* **Work to complete**
Below are some records. Copy out the part that opens with the line containing "Check that every instance of the dry" and closes with the line containing "[[843, 404], [211, 385]]", with both of those lines included.

______________________________

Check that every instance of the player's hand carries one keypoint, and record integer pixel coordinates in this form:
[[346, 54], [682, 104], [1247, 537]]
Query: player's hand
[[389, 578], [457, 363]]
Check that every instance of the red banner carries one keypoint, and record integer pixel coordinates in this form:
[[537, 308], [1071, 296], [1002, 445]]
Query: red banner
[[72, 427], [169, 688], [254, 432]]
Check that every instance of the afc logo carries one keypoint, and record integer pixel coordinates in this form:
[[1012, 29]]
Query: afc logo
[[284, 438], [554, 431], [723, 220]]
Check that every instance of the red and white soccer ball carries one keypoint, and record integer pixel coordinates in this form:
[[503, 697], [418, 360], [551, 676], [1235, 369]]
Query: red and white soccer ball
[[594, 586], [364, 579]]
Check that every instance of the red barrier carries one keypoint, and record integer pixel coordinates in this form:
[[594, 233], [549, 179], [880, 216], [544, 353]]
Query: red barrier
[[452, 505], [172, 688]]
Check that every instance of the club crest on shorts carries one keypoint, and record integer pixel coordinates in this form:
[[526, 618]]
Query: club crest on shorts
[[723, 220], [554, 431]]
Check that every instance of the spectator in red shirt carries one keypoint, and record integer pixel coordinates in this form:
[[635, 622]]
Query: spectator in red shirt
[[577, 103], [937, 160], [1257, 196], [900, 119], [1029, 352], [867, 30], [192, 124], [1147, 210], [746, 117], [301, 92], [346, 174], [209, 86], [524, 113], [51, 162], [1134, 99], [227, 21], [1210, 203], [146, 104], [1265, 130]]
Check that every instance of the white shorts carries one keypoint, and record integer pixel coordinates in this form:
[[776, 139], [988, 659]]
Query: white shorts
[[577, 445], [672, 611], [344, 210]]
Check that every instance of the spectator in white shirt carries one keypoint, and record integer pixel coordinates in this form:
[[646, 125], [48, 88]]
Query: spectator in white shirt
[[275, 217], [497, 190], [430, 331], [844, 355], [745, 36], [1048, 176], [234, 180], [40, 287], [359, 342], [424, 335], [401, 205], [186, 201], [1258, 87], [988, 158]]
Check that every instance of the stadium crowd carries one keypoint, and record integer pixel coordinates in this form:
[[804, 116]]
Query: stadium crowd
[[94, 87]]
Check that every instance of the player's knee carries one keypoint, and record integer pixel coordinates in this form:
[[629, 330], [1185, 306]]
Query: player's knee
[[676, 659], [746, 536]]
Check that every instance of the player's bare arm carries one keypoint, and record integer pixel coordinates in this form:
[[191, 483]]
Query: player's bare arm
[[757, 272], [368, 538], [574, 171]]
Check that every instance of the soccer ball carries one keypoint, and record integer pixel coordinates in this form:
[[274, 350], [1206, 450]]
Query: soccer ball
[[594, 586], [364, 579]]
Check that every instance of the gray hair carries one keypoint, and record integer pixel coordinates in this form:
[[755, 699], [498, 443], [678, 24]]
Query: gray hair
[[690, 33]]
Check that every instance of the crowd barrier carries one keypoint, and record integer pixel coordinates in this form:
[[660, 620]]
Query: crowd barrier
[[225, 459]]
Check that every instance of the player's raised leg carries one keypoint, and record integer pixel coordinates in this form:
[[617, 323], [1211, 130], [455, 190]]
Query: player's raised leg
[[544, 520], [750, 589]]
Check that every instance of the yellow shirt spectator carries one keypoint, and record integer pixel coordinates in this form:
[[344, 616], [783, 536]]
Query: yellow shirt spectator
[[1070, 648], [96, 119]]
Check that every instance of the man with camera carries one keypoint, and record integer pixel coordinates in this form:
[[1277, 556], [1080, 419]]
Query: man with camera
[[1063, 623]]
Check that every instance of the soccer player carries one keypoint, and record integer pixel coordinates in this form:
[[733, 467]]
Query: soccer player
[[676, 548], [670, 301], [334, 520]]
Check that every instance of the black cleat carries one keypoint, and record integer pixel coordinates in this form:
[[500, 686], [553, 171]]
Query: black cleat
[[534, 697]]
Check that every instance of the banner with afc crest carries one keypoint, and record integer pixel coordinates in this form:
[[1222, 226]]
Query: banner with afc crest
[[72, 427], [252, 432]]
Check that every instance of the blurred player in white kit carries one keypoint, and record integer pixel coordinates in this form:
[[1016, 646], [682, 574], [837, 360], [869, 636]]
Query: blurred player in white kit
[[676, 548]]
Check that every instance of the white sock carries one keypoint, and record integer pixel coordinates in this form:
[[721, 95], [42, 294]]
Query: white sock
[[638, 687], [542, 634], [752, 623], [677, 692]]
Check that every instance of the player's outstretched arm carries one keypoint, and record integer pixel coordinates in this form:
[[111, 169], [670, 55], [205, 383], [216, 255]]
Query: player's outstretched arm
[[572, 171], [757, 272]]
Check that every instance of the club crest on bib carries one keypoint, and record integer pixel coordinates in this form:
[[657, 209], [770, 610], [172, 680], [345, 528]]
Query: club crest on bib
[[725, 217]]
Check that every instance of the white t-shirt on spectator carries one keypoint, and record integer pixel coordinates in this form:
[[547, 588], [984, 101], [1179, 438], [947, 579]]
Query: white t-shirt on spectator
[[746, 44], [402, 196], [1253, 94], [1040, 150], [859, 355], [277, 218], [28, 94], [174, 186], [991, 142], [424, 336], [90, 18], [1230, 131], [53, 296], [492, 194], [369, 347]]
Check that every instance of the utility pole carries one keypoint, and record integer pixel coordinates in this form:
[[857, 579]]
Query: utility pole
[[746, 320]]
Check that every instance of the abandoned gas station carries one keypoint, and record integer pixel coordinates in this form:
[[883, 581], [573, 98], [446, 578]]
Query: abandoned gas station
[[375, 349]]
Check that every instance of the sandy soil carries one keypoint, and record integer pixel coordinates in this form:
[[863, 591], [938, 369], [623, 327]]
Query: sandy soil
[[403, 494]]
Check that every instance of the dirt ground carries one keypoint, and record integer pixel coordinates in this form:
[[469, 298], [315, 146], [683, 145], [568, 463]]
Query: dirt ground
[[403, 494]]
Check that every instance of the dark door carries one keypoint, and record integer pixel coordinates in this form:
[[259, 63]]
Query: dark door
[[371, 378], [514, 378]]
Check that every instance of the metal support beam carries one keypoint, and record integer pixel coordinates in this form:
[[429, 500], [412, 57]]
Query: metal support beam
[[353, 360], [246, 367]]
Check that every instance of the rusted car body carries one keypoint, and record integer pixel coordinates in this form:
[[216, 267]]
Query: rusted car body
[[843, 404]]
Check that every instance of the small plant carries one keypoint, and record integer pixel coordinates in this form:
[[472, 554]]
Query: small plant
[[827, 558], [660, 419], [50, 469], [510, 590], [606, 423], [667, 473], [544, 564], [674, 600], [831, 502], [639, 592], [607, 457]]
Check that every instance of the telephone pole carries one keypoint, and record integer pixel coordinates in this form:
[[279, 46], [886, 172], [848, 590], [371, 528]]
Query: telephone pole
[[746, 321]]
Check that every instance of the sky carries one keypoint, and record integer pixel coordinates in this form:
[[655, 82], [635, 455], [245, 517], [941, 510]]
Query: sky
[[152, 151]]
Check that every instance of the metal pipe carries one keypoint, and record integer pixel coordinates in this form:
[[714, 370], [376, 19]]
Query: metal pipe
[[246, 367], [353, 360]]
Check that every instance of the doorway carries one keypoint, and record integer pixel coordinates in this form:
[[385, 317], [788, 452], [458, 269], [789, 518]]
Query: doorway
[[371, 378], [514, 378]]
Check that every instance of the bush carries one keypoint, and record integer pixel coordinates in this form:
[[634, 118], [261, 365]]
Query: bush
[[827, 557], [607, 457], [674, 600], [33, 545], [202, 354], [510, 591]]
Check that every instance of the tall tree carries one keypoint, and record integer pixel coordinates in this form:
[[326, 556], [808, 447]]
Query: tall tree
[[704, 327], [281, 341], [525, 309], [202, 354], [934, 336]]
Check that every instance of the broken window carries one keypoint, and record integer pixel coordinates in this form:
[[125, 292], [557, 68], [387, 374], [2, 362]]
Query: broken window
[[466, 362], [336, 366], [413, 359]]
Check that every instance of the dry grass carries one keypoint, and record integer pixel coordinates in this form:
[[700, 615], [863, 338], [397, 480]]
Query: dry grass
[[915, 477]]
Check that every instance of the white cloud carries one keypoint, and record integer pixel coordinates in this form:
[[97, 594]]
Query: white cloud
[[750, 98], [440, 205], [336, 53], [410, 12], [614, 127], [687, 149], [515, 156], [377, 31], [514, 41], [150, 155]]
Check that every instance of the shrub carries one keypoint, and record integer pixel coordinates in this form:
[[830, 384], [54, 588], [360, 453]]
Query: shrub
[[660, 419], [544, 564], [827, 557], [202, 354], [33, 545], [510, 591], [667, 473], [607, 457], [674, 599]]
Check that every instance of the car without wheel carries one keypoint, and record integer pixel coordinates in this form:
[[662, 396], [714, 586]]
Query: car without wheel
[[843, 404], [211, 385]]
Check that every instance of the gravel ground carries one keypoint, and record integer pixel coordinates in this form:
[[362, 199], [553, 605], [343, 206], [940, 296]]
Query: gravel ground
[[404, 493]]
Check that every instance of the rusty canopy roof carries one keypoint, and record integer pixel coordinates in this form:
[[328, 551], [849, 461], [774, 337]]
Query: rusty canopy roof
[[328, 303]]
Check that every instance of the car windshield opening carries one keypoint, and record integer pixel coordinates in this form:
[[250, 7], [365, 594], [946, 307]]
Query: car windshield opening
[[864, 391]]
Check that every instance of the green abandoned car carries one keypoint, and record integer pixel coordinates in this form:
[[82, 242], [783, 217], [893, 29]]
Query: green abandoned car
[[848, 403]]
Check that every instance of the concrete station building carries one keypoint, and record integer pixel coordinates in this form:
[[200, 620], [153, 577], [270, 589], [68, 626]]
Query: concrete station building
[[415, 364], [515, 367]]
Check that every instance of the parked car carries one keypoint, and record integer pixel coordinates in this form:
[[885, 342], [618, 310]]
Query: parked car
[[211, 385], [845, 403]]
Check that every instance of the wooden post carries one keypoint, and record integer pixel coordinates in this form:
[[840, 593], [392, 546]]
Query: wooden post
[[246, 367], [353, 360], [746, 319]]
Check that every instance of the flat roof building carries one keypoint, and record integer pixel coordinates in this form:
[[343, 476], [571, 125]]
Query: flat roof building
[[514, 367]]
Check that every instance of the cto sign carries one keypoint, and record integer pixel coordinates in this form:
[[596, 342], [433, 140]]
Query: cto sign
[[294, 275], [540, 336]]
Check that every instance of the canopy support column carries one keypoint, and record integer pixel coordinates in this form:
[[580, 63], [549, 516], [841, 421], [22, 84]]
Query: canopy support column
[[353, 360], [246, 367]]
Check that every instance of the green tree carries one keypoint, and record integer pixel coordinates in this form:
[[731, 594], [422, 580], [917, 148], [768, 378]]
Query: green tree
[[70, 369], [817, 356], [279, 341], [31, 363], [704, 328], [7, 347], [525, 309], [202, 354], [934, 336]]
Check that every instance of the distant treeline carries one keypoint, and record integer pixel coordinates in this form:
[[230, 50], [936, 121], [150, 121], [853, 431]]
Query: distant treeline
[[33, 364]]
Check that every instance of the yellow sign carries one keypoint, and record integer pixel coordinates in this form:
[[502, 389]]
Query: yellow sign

______________________________

* **Solution to the exercise**
Check that every instance of the dry grass carries one keypoint, and record integer pixel coordinates in this form:
[[700, 615], [863, 338], [397, 480]]
Query: dry grass
[[915, 477]]
Check that every instance of the white cloud carries one keypoint, and record integer pixel coordinates in this form:
[[97, 594]]
Query: white cloud
[[750, 98], [440, 205], [336, 53], [410, 12], [614, 127], [687, 149], [515, 156], [377, 31], [514, 41], [150, 155]]
Check that every instance of the shrub carries one keypoint, and record integer pixel coordinates in this form:
[[830, 384], [54, 588], [360, 453]]
Query: shrub
[[660, 419], [544, 564], [827, 557], [202, 354], [33, 545], [510, 591], [667, 473], [607, 457], [674, 599]]
Check that every instance of the car without wheel carries one keypoint, and record integer pixel coordinates in this form:
[[662, 396], [714, 586]]
Query: car without wheel
[[843, 404], [211, 385]]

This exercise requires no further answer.